**Items**
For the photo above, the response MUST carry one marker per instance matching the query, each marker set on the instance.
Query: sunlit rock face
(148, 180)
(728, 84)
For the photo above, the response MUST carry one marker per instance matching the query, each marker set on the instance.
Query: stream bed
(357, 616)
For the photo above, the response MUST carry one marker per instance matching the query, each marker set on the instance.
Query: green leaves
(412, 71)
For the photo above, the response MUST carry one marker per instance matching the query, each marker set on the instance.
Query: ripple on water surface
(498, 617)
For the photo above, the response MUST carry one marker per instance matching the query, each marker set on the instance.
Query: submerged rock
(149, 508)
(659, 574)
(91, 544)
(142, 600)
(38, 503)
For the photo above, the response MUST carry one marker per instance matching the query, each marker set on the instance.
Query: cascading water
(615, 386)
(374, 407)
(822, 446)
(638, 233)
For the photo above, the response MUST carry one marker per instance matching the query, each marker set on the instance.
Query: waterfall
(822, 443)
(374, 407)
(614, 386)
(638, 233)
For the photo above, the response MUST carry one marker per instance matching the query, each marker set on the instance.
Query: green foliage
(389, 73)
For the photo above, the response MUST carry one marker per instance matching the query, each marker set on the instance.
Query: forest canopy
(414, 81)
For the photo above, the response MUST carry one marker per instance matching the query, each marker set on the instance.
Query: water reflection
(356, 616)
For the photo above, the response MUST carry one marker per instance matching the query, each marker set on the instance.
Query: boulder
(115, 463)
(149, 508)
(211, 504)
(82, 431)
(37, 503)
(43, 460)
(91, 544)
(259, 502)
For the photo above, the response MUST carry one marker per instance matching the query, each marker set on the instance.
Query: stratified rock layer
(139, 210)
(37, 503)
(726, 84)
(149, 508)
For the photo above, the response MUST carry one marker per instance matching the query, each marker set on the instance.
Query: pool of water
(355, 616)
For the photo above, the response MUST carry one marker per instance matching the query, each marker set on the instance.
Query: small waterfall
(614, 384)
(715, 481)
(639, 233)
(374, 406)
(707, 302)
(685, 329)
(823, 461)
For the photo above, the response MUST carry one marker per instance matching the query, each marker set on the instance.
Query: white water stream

--

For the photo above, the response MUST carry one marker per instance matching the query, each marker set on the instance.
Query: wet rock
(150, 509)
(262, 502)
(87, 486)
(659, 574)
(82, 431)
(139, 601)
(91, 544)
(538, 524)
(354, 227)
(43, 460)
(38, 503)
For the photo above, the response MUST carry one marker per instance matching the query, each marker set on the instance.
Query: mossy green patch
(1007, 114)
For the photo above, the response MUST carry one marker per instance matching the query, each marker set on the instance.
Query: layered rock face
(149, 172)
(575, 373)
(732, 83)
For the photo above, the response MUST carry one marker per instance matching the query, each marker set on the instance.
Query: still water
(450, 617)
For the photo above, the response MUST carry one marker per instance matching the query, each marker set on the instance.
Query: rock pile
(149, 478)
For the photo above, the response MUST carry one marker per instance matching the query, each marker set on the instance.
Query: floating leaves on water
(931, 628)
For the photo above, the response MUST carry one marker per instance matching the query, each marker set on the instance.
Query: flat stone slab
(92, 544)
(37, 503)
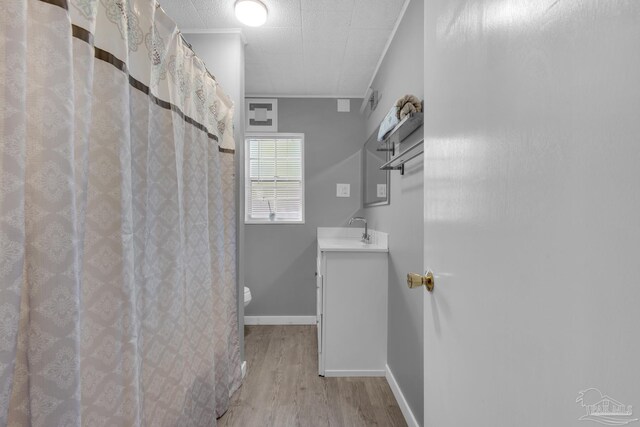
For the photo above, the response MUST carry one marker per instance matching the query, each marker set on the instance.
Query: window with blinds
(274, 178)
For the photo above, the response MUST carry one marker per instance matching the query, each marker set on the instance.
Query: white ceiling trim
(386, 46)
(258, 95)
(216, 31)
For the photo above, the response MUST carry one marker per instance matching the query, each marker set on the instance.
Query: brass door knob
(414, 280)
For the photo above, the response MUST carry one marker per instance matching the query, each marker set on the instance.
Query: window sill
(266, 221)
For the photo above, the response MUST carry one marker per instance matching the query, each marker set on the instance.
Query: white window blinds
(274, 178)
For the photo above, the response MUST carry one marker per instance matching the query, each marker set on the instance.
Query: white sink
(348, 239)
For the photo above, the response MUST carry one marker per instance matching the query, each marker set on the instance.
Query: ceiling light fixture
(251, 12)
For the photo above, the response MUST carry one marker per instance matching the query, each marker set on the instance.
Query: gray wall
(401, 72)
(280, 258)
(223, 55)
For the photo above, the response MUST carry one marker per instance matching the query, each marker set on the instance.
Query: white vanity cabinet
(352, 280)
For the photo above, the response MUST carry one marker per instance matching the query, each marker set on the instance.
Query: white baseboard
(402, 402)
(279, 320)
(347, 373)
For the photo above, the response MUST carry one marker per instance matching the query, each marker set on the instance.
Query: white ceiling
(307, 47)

--

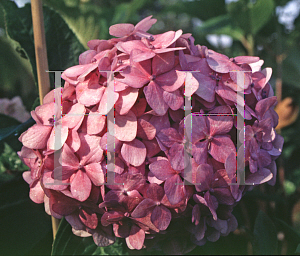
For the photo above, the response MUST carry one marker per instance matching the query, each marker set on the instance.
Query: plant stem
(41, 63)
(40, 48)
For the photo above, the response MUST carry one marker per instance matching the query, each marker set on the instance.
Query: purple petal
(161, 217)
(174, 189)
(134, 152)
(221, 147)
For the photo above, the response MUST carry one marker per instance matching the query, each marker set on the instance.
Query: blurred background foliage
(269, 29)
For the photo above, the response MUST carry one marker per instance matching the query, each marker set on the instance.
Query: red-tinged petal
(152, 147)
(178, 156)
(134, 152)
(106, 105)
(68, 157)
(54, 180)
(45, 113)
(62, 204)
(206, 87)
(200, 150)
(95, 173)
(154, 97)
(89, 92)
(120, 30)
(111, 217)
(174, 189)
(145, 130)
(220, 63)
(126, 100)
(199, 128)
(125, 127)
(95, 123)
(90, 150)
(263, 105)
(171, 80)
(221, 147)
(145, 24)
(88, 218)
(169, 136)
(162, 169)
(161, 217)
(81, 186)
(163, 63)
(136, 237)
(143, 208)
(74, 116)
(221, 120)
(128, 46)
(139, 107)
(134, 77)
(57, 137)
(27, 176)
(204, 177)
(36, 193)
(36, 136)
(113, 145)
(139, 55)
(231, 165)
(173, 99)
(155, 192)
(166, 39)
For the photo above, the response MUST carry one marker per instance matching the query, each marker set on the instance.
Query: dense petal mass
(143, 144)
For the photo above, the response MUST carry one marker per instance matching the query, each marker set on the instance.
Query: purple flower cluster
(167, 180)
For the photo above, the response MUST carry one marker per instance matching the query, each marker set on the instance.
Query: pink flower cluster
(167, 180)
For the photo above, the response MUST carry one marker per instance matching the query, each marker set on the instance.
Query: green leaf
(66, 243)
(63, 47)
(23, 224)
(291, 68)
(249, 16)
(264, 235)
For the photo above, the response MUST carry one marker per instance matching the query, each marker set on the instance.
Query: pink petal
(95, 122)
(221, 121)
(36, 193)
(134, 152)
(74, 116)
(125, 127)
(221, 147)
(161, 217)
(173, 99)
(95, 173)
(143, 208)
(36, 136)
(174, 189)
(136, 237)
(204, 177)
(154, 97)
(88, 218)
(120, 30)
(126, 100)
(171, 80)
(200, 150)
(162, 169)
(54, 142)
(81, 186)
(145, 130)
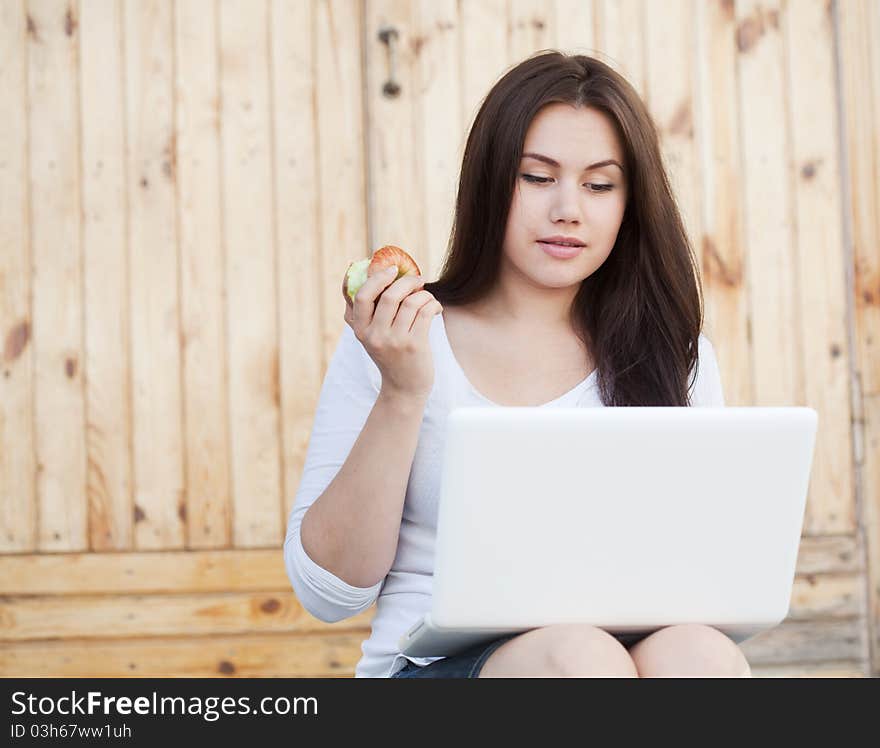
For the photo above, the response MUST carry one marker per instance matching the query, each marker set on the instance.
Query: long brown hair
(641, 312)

**Aim**
Extract every line of the records above that contains the string "purple". Treat uppercase and lowercase as different.

**Solution to this exercise**
Query: purple petal
Query: purple flower cluster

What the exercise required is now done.